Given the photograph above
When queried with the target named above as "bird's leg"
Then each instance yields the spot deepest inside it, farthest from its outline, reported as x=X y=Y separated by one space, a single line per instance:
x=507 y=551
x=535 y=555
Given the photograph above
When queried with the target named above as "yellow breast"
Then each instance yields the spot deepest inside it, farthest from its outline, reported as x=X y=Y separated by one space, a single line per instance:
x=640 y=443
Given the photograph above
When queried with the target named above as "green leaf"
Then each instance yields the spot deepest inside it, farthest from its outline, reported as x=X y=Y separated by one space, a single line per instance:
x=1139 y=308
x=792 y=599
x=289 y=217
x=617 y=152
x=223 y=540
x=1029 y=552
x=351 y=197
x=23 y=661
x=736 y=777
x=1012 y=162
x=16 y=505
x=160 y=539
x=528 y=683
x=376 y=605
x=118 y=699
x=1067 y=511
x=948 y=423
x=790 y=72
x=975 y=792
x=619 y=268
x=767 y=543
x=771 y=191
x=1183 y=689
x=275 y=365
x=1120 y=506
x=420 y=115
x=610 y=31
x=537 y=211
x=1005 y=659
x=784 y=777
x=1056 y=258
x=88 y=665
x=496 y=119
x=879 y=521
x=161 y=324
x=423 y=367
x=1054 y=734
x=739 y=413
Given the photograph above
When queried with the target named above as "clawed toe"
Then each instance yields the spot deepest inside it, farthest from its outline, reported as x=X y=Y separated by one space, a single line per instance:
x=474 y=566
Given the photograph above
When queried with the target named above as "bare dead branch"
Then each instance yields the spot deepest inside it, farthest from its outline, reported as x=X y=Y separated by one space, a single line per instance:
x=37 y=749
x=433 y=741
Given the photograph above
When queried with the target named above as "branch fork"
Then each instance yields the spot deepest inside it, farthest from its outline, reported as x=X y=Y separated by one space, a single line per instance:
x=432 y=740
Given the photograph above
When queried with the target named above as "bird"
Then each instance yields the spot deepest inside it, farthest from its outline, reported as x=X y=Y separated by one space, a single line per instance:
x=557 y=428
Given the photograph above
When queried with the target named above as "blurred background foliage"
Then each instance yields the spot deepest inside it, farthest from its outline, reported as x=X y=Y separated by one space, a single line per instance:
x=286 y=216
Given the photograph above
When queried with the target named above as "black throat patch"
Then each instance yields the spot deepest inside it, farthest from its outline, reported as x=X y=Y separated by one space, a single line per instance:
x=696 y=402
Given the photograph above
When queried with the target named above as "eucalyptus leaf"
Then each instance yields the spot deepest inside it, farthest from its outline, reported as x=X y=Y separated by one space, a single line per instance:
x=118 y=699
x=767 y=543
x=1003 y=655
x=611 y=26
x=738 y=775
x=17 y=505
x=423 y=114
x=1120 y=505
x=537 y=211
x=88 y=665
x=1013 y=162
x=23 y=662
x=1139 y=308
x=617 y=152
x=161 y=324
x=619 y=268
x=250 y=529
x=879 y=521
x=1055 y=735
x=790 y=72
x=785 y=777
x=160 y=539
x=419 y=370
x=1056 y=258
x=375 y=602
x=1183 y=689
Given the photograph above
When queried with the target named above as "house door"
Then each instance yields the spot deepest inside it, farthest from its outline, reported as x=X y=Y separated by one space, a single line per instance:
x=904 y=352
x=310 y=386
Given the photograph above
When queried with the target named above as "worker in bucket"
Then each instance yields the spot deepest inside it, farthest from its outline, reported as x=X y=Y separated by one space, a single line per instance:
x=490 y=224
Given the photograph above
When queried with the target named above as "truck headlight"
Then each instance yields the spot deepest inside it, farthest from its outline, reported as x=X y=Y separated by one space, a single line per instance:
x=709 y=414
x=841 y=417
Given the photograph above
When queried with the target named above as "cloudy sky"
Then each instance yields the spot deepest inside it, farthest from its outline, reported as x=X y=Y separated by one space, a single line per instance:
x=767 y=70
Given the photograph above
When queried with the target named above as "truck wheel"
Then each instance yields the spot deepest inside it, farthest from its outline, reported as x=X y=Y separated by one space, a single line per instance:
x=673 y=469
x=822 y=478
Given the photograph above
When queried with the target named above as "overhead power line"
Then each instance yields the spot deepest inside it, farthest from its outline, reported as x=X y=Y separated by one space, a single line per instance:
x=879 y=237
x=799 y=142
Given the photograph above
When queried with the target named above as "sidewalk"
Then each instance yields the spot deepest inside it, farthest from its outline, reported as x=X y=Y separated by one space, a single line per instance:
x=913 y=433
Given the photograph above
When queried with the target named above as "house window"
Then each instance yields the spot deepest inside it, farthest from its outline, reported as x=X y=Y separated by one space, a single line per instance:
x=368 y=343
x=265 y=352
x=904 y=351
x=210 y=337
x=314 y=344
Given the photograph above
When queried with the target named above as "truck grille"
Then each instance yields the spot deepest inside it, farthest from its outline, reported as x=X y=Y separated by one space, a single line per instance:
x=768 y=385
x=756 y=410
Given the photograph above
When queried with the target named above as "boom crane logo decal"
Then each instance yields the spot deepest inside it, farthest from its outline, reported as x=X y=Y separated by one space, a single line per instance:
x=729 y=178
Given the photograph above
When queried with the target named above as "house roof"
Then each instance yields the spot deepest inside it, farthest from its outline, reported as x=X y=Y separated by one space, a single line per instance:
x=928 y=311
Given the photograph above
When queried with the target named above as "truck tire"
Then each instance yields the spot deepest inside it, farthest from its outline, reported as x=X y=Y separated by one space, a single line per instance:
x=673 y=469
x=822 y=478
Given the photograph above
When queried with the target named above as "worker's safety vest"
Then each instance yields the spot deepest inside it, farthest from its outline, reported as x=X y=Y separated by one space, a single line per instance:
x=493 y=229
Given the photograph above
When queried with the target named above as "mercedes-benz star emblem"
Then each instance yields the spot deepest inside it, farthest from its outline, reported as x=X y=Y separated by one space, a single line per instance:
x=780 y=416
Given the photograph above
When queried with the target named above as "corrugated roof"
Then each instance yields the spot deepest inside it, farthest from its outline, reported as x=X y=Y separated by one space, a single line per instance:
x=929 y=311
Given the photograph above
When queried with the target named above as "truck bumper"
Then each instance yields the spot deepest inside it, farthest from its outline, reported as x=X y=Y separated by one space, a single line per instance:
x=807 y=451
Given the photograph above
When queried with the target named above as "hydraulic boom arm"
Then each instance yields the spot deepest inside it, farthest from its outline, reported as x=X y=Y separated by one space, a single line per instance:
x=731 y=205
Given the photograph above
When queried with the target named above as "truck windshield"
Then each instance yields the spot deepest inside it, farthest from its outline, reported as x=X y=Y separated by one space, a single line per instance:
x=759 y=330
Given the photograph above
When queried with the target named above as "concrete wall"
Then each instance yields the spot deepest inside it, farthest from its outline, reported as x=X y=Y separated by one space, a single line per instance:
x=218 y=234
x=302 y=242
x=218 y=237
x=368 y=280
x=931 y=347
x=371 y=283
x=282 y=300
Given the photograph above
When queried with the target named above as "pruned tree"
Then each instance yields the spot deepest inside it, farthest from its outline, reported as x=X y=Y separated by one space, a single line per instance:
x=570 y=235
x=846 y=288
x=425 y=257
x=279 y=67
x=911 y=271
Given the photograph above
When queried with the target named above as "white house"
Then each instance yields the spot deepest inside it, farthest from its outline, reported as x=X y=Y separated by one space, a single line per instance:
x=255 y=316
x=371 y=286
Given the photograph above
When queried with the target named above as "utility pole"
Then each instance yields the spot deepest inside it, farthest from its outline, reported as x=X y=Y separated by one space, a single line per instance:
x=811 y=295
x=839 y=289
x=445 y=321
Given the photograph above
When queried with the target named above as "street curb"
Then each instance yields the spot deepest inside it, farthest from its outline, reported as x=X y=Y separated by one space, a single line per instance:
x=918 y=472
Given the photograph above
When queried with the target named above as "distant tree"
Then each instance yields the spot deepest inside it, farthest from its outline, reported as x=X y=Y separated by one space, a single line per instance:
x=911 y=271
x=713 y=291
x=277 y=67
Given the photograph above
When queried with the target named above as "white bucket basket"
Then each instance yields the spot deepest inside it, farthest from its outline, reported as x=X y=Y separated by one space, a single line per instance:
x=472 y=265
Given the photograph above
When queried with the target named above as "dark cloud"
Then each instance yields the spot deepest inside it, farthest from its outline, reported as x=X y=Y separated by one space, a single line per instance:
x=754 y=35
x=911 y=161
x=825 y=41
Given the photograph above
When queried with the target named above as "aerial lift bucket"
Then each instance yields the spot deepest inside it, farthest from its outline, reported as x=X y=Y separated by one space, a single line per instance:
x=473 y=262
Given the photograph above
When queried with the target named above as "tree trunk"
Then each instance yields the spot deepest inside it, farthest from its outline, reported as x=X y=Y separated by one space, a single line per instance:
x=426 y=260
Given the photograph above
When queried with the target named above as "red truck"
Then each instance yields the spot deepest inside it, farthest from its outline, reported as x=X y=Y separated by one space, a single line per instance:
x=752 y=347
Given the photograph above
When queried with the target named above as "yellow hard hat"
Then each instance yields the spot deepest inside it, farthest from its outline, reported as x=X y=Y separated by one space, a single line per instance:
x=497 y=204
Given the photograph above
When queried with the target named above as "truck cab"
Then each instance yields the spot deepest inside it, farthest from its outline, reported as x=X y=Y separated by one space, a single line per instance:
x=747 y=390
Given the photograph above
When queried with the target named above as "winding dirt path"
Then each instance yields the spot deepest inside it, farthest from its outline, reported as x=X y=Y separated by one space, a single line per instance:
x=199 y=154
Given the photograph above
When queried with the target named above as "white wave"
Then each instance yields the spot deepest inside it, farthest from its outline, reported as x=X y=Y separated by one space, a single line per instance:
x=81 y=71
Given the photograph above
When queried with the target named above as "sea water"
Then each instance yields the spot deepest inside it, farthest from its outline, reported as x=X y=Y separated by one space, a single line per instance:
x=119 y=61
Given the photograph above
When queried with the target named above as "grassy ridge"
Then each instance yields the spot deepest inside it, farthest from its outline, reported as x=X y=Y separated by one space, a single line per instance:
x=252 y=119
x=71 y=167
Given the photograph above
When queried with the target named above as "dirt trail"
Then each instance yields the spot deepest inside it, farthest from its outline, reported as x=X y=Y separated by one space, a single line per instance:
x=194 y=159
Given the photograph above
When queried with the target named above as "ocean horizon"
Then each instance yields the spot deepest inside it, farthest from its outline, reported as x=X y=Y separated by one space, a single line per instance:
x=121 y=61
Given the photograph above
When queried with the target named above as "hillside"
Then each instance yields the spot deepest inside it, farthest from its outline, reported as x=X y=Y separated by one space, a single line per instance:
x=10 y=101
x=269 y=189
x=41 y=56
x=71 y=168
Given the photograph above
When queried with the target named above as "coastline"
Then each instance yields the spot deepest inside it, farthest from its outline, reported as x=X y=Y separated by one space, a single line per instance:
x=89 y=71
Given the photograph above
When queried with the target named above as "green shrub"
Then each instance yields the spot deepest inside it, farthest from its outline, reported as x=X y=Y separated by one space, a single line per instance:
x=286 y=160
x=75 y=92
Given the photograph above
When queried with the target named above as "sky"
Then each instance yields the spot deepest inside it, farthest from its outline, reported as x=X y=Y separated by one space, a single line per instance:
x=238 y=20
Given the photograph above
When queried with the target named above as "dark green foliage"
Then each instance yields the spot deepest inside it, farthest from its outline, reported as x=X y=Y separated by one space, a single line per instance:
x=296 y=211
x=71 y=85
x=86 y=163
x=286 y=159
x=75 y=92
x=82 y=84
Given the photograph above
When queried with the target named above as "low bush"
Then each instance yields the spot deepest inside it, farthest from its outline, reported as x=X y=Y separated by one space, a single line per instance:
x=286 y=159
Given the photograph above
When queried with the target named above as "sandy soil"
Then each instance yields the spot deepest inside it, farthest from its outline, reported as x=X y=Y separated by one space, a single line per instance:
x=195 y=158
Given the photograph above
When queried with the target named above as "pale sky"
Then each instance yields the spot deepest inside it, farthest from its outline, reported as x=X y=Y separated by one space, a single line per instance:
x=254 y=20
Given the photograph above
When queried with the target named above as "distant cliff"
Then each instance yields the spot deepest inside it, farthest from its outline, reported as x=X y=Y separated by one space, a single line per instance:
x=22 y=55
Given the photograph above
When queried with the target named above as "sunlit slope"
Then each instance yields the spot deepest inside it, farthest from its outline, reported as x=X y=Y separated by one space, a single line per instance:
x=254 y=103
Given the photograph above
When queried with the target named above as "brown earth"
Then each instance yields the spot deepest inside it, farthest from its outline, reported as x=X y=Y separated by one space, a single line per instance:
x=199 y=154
::::
Scan the entries above for the word "worker" and collect each line holding it.

When queried with the target named above as "worker in bucket"
When queried with the target named above as "worker's safety vest"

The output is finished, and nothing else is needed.